### Provided information
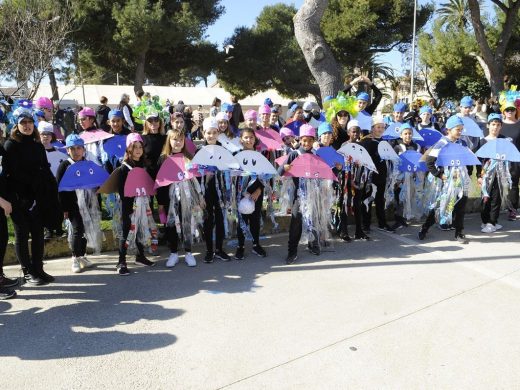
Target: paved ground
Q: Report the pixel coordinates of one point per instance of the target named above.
(392, 313)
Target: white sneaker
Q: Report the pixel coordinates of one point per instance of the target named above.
(76, 265)
(86, 263)
(172, 260)
(190, 259)
(489, 228)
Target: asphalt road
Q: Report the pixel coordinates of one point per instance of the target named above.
(392, 313)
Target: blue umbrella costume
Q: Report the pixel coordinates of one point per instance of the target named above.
(448, 181)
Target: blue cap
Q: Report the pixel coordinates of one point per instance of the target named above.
(400, 107)
(363, 96)
(323, 128)
(226, 107)
(115, 113)
(405, 126)
(495, 117)
(466, 101)
(424, 109)
(74, 140)
(454, 121)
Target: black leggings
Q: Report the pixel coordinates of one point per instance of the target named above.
(79, 242)
(28, 223)
(4, 237)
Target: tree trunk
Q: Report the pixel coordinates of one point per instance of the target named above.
(494, 61)
(317, 53)
(139, 71)
(54, 85)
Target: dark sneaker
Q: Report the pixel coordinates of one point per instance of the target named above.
(386, 228)
(461, 238)
(7, 282)
(239, 255)
(222, 256)
(122, 270)
(208, 258)
(144, 261)
(361, 236)
(259, 251)
(46, 277)
(6, 293)
(34, 279)
(291, 258)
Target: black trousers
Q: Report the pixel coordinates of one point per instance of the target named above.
(28, 223)
(458, 216)
(380, 205)
(126, 222)
(4, 237)
(214, 219)
(79, 242)
(253, 221)
(491, 207)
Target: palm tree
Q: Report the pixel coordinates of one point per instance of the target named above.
(454, 14)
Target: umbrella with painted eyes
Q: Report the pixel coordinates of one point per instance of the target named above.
(358, 154)
(174, 169)
(82, 175)
(394, 132)
(94, 136)
(252, 162)
(330, 156)
(454, 155)
(310, 166)
(471, 129)
(268, 139)
(430, 137)
(410, 161)
(499, 149)
(386, 152)
(115, 147)
(215, 156)
(295, 127)
(139, 183)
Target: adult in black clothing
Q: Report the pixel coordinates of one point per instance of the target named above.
(25, 169)
(511, 129)
(102, 114)
(371, 143)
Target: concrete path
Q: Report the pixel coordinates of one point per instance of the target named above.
(392, 313)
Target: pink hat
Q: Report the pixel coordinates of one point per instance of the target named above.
(43, 102)
(264, 109)
(87, 111)
(133, 137)
(250, 114)
(307, 130)
(286, 132)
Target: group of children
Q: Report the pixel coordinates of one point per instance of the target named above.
(369, 161)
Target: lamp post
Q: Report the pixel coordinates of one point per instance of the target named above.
(412, 72)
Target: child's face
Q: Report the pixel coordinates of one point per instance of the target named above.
(326, 139)
(76, 152)
(378, 130)
(116, 124)
(248, 140)
(288, 140)
(494, 128)
(406, 136)
(210, 135)
(177, 143)
(306, 142)
(137, 151)
(222, 126)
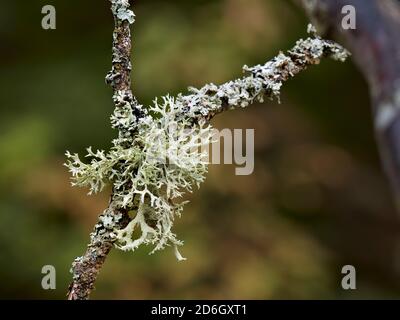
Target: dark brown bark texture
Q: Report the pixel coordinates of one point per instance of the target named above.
(375, 46)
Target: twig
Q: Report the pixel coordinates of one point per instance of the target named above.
(263, 81)
(86, 268)
(375, 46)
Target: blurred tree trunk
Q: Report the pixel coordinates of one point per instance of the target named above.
(375, 45)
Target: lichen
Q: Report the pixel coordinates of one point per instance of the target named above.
(158, 154)
(164, 160)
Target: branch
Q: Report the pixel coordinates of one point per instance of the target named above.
(148, 190)
(375, 46)
(86, 268)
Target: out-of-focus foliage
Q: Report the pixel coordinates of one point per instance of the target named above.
(316, 201)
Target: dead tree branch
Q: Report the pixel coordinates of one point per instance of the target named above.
(375, 47)
(263, 81)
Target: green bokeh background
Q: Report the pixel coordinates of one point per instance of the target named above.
(317, 200)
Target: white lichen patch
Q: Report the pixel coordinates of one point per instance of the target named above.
(164, 161)
(158, 155)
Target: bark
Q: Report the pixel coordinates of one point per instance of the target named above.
(264, 80)
(375, 47)
(86, 268)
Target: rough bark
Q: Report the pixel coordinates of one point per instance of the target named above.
(264, 80)
(375, 47)
(86, 268)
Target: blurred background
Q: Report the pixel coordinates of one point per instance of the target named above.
(317, 200)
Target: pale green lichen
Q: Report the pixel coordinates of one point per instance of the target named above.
(158, 155)
(165, 160)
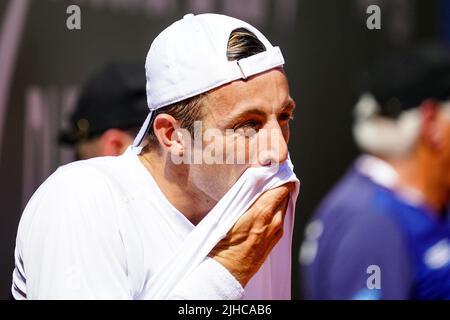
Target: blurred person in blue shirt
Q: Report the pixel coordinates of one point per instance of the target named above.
(383, 232)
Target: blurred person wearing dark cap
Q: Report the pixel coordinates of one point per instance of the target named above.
(383, 232)
(109, 111)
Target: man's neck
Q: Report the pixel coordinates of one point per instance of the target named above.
(173, 181)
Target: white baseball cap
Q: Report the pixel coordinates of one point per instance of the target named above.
(190, 57)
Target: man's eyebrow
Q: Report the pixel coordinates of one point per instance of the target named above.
(242, 115)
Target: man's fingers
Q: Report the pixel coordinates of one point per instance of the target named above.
(273, 198)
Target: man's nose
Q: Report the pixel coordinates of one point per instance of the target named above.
(273, 146)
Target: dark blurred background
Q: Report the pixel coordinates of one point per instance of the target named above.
(325, 44)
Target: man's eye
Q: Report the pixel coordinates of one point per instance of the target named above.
(249, 124)
(285, 117)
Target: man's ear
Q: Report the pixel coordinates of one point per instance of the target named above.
(166, 129)
(430, 132)
(113, 142)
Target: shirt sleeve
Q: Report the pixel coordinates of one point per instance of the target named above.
(210, 281)
(70, 241)
(371, 262)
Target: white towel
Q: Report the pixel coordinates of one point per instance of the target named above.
(273, 280)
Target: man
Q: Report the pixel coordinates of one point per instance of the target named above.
(111, 227)
(108, 112)
(383, 231)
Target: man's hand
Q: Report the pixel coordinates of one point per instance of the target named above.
(251, 239)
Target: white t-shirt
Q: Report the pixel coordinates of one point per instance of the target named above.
(101, 228)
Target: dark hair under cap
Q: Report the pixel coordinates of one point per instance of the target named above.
(405, 79)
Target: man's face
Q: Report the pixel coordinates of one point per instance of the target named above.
(444, 133)
(248, 122)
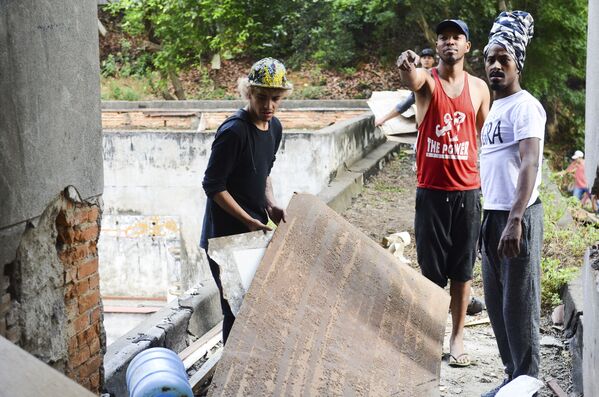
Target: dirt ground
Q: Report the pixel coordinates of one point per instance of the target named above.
(387, 206)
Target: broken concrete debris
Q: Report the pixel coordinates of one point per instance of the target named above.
(396, 243)
(329, 312)
(238, 257)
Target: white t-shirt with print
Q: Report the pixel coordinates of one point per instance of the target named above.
(510, 120)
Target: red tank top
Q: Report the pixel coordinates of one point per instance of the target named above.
(446, 148)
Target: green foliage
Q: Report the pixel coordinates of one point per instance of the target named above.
(340, 33)
(554, 278)
(563, 246)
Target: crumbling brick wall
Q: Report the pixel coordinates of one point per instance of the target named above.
(50, 297)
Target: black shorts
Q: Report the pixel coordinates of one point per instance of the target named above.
(447, 225)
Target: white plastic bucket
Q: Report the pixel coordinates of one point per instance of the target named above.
(157, 372)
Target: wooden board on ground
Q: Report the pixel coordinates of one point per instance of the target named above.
(210, 120)
(330, 312)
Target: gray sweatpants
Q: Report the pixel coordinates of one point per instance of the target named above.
(513, 290)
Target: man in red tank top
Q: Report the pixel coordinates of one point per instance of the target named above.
(451, 107)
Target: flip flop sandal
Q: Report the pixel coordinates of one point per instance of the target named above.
(455, 361)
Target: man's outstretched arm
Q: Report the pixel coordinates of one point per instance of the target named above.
(413, 77)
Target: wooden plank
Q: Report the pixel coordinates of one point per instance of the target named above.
(205, 372)
(330, 312)
(192, 353)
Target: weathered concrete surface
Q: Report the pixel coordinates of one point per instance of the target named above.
(573, 325)
(235, 104)
(592, 96)
(21, 374)
(193, 314)
(141, 256)
(160, 174)
(331, 313)
(50, 134)
(349, 183)
(40, 291)
(590, 359)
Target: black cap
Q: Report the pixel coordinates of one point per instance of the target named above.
(427, 52)
(457, 23)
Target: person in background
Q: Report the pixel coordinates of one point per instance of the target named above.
(512, 227)
(427, 61)
(237, 180)
(581, 187)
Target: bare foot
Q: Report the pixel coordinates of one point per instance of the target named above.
(457, 356)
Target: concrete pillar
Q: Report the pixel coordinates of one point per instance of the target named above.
(51, 182)
(592, 95)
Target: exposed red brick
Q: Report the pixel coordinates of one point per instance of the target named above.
(13, 334)
(94, 281)
(95, 315)
(82, 287)
(90, 367)
(70, 292)
(74, 253)
(70, 274)
(86, 302)
(81, 323)
(94, 382)
(72, 346)
(94, 345)
(87, 268)
(84, 214)
(79, 357)
(86, 234)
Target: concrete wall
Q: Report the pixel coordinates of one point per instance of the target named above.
(233, 105)
(590, 355)
(592, 95)
(50, 139)
(160, 174)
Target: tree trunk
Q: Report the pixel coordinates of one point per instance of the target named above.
(179, 91)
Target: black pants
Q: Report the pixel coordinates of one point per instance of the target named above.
(229, 318)
(446, 226)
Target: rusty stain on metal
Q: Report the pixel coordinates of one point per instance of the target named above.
(330, 312)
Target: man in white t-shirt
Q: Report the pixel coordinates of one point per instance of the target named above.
(512, 227)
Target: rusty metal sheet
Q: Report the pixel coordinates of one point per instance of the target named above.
(330, 312)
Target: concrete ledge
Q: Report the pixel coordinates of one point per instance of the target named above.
(349, 183)
(195, 313)
(233, 104)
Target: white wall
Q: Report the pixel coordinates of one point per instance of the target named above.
(160, 174)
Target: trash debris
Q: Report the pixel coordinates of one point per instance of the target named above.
(522, 386)
(557, 317)
(396, 243)
(475, 306)
(555, 388)
(551, 341)
(238, 257)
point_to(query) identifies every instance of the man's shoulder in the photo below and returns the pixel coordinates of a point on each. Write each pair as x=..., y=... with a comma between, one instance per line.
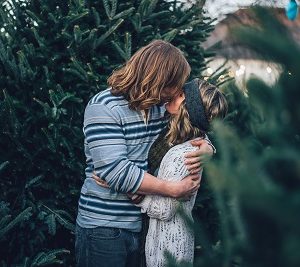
x=105, y=97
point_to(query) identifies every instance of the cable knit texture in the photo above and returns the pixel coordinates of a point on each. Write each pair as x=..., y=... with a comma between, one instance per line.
x=167, y=229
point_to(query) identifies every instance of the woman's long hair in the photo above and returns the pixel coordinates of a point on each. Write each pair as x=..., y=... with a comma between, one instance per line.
x=153, y=68
x=180, y=128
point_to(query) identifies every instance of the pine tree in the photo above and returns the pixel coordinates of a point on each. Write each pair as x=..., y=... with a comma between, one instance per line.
x=256, y=177
x=54, y=55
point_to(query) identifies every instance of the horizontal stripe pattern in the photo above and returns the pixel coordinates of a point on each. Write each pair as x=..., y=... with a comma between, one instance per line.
x=117, y=142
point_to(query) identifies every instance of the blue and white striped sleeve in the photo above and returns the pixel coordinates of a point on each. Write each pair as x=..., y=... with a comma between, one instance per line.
x=105, y=138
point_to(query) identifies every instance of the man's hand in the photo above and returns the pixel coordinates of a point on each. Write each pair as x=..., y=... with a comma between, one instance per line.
x=186, y=187
x=99, y=181
x=195, y=160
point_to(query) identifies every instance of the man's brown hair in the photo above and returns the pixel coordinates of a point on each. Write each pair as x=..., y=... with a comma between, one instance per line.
x=155, y=67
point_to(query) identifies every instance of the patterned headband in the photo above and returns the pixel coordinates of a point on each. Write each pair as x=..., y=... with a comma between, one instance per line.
x=194, y=104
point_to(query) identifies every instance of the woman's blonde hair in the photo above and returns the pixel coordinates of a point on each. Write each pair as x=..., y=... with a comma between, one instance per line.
x=153, y=68
x=215, y=105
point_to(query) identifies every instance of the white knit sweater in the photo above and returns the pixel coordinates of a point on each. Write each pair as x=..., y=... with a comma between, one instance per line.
x=168, y=231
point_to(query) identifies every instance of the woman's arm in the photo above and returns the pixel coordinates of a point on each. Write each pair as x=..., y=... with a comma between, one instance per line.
x=164, y=208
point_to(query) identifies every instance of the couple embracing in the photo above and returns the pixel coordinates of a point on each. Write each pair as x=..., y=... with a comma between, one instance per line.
x=143, y=140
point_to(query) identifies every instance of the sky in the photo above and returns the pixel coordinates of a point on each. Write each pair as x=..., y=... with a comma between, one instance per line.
x=217, y=8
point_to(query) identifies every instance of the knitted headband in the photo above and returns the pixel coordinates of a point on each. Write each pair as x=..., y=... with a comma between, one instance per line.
x=194, y=104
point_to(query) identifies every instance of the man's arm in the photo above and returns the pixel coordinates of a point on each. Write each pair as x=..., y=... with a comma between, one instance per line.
x=195, y=160
x=105, y=138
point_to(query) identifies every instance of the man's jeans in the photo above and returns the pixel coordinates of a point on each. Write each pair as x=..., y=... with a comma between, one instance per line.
x=106, y=247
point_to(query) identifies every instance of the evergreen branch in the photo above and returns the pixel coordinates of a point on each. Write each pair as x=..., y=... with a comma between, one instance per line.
x=72, y=19
x=96, y=16
x=106, y=8
x=33, y=181
x=50, y=220
x=169, y=36
x=3, y=165
x=51, y=144
x=4, y=221
x=46, y=258
x=77, y=34
x=61, y=220
x=109, y=32
x=120, y=50
x=124, y=13
x=113, y=8
x=24, y=215
x=137, y=22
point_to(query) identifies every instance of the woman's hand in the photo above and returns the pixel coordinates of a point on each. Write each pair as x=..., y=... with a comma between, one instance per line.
x=195, y=160
x=99, y=181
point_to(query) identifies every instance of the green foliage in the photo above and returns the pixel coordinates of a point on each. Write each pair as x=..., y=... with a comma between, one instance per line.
x=256, y=176
x=54, y=55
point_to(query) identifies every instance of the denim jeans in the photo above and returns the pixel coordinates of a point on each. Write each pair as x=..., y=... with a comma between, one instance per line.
x=106, y=247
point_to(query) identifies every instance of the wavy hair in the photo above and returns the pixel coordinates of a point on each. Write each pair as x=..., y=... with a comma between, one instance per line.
x=215, y=105
x=155, y=67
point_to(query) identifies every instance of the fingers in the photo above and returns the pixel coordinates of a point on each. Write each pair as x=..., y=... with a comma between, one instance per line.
x=195, y=170
x=99, y=181
x=193, y=167
x=197, y=142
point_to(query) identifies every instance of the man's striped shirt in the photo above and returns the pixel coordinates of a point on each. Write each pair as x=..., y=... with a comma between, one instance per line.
x=117, y=142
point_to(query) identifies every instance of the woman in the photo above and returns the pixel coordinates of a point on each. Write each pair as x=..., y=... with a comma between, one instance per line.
x=191, y=112
x=120, y=125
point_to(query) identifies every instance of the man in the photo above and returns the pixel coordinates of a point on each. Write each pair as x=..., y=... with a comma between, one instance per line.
x=120, y=124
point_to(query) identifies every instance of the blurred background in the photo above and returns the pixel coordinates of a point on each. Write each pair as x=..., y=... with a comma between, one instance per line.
x=55, y=55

### Work required
Find every line with "metal" in the listing and state how many there are, nothing else.

### Task answer
2